Task to carry out —
Answer these questions from the concert review:
1. How many studio albums has Metallica made?
2. At what time does the band take the stage?
3. On which song is Lars Ulrich's performance called particularly breathtaking?

Text passage —
Metallica, 02 Arena, London
Wednesday 04 March 2009
Everyone has come across at least one Metallica fan this week. You remember those sour-faced Goths at the bus stop? They like Metallica. Those creepy looking kids hanging out in the park? They like Metallica. Those long-haired old blokes talking about guitars in the pub? They
really like Metallica.
You see after 28 years and nine studio albums, Metallica has amassed quite the fan base and tonight 20,000 of these schmucks have descended on North Greenwich. The once corporate 02 Arena has become a gloomy pit of black-clad despair and, for a self-confessed ‘Metalli-virgin’ like me, it’s hard to go into this with a completely open mind. I already know I’m going to hate it.
Taking the stage at the devilish hour of 8.45, Metallica arrive to the sound of not one but two intro tapes. The mantra of ‘excess is success’ must be ringing in their poor road manager’s ears.
The equipment is set up in the middle of the arena, allowing Lars Ulrich’s frankly ludicrous rotating drum kit to take centre stage. The rest of the band are to spend the evening running circles around him, so that at any one time the fans are in close proximity to at least one member. It’s an interesting effect and one that with less athletic bands could descend into chaos. But Metallica have clearly spent time in the gym and after two hours they’re still jogging around the stage like a bunch of schoolboys - not the mid 40-year-olds they really are.
What is immediately apparent is just how effortlessly tight the band sound. Watching the aforementioned Ulrich thunder down on his kit while simultaneously teasing the crowd is to see a real talent at work. Yes, I may have previously known him as the most annoying man in rock‘n’roll but there’s no denying the lad can play. His performance on fan favourite ‘Master of Puppets’ is particularly breathtaking.

Record extracts —

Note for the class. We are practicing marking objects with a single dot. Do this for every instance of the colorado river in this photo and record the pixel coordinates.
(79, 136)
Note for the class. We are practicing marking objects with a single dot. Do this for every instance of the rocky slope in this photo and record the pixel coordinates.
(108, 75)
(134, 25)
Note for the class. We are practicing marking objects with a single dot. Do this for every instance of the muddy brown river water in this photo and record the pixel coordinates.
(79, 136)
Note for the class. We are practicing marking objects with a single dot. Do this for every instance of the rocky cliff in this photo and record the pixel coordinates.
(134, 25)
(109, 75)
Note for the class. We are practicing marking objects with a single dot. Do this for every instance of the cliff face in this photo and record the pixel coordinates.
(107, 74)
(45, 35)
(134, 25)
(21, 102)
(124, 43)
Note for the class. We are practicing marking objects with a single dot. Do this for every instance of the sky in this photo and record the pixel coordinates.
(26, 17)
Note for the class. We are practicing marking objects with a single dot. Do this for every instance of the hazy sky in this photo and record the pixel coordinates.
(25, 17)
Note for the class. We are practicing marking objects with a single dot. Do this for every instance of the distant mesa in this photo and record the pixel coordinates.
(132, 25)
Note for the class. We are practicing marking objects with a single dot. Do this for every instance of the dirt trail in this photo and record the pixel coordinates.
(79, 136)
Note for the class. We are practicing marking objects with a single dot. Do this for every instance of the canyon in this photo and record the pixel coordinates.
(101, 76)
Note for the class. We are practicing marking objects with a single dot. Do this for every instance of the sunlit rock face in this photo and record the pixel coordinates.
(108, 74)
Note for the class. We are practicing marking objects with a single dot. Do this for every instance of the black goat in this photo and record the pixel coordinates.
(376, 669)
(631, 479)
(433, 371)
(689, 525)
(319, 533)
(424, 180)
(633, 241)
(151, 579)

==

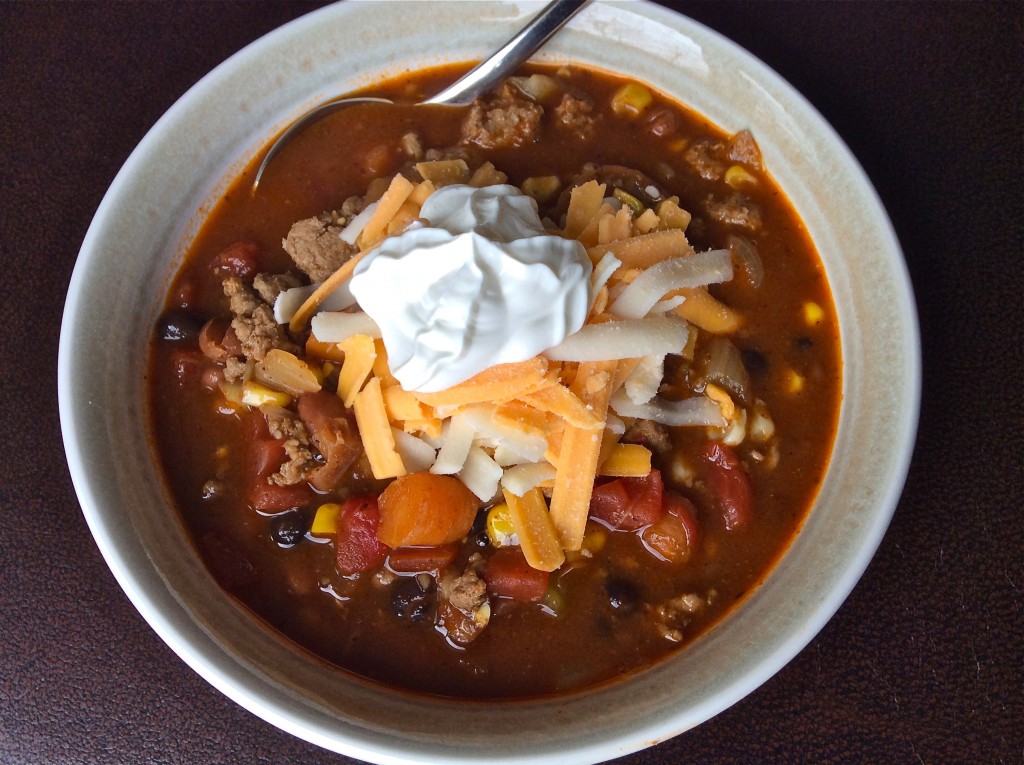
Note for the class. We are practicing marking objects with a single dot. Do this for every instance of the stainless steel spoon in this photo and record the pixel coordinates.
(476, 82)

Response area —
1. Nine
2. 8.45
3. 'Master of Puppets'